Requirement -
From the line containing "Target phrase: face paint dots" to the end of the records below, output each line exactly; include both ends and nothing else.

Data for analysis -
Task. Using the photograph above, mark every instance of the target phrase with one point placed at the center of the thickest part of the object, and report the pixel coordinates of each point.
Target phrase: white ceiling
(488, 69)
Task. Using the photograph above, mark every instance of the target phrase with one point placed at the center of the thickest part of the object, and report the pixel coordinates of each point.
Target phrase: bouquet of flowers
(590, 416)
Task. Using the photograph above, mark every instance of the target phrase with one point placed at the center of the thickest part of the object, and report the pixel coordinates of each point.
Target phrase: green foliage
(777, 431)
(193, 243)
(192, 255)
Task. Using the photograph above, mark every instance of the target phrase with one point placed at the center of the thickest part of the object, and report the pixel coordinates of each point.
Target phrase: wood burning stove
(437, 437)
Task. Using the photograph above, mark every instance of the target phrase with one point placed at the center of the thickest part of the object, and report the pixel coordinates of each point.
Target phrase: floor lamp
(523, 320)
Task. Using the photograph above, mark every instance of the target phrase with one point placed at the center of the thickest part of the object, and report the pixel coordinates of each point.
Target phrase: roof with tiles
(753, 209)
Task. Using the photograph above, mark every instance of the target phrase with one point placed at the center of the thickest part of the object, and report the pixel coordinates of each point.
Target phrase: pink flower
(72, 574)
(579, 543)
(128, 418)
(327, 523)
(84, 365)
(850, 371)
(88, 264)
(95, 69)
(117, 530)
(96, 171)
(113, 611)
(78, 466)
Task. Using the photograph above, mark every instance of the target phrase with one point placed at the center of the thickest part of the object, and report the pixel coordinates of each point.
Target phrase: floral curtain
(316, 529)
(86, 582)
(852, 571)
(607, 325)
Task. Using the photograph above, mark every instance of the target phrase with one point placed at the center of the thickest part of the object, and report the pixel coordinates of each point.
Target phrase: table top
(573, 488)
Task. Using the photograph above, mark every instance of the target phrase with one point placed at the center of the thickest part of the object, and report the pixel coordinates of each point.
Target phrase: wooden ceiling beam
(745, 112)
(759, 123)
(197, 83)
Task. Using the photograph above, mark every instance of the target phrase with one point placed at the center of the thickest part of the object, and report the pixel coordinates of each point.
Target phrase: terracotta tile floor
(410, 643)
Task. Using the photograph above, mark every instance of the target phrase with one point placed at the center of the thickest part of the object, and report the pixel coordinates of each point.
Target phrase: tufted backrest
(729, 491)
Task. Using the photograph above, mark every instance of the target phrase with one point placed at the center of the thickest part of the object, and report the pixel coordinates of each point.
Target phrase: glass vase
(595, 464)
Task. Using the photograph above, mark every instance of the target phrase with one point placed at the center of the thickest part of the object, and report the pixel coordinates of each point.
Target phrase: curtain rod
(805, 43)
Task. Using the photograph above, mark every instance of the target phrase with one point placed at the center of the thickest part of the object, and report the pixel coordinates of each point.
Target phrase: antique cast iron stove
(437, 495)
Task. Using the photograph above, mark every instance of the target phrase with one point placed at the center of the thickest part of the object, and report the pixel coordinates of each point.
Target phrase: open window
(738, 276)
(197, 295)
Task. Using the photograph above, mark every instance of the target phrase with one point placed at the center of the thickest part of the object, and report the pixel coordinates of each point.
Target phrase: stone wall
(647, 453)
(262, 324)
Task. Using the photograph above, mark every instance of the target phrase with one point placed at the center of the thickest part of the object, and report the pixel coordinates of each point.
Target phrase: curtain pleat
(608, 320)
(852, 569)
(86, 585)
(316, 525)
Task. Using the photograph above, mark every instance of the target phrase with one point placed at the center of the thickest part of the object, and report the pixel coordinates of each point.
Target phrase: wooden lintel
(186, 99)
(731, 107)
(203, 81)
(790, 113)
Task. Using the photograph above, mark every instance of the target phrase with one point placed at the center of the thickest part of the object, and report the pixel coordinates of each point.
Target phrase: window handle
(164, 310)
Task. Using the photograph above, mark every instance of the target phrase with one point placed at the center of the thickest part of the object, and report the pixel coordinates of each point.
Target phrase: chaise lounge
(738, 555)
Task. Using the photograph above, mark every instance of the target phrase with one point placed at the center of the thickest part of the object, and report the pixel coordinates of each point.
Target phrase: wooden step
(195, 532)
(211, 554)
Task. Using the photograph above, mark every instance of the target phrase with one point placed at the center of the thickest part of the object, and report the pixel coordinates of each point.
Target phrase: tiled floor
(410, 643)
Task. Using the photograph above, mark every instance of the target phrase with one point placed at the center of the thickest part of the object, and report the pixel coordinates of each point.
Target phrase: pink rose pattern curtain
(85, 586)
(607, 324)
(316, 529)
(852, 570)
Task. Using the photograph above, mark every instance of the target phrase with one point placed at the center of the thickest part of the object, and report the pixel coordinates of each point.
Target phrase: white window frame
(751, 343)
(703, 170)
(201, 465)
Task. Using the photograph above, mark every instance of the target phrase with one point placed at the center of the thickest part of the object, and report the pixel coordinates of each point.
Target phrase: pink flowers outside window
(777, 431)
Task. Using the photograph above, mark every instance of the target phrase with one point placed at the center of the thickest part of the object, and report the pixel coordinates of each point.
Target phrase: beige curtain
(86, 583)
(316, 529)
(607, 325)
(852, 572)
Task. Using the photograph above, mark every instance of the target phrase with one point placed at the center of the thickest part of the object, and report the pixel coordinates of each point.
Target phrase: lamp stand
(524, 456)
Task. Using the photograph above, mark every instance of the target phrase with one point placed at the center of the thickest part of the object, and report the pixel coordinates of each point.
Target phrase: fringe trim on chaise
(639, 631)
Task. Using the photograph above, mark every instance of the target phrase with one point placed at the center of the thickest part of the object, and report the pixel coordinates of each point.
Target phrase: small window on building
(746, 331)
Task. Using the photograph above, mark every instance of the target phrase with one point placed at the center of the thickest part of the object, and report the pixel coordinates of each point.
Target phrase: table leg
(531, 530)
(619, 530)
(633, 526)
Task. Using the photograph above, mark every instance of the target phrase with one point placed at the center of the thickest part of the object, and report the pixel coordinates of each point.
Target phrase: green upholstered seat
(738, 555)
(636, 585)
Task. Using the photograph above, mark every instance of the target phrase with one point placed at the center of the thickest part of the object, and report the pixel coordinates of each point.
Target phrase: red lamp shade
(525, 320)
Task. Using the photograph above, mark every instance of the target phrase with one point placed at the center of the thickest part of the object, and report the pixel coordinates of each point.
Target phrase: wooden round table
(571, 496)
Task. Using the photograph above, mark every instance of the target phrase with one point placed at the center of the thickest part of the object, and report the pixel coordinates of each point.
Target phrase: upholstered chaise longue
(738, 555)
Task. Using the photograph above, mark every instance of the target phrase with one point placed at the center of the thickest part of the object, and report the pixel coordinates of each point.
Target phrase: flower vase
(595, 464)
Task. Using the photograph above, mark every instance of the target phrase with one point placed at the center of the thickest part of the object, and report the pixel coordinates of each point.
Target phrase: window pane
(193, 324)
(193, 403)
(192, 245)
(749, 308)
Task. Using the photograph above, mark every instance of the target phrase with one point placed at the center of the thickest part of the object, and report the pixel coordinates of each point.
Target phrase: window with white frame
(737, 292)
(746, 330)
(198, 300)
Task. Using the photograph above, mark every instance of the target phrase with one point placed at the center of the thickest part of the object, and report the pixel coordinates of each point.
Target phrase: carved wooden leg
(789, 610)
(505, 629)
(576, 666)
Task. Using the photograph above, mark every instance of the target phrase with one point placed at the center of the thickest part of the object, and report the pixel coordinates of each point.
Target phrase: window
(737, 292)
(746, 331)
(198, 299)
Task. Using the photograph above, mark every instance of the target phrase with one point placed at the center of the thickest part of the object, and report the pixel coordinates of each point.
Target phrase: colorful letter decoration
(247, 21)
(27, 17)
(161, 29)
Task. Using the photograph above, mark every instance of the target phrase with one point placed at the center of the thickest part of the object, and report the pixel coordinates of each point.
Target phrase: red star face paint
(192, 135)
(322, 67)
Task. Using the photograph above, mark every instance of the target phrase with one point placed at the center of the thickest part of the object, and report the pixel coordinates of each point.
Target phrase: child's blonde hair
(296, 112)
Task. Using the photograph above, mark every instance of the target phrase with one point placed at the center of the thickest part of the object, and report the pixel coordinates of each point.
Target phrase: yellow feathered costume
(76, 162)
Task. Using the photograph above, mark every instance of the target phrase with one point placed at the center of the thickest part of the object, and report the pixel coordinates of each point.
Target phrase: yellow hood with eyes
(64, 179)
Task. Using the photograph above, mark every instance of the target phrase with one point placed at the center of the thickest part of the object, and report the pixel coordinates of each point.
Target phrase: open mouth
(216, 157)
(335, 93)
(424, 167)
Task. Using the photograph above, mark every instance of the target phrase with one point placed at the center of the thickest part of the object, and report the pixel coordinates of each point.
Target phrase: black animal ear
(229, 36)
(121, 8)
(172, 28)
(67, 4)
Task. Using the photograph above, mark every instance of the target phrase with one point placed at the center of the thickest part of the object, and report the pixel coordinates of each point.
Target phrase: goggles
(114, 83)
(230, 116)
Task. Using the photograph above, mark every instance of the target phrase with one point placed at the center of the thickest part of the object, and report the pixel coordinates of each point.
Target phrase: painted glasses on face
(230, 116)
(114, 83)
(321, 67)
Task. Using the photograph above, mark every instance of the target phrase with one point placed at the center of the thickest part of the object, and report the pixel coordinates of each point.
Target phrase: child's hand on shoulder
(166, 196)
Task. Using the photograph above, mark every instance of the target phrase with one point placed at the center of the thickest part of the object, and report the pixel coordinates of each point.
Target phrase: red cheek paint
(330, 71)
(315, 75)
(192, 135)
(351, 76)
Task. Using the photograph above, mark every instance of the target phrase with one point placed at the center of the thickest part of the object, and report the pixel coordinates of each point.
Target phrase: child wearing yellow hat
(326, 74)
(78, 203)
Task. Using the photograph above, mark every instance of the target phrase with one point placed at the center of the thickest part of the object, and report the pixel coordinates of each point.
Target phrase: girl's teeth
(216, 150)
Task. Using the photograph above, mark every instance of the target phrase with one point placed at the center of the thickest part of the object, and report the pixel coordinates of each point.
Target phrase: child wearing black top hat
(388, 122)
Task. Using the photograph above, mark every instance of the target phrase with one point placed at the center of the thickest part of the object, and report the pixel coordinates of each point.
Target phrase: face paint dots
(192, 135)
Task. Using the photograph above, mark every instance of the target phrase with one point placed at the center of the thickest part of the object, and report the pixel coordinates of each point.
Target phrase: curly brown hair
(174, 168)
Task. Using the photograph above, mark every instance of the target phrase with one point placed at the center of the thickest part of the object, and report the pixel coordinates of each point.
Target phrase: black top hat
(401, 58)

Exercise response -
Target phrase: face paint dots
(192, 135)
Task. Using the photograph above, mark every instance of the target phrase with one point placed at the center of the thickest part of the object, and report the pixel coordinates of each point.
Target phrase: curly brown hair
(174, 168)
Task. Using the photograph above, mark every instance of the target phrase with one point placed at the center of the thickest part of the object, and report the pixel coordinates of each point.
Target phrase: black top hat
(401, 58)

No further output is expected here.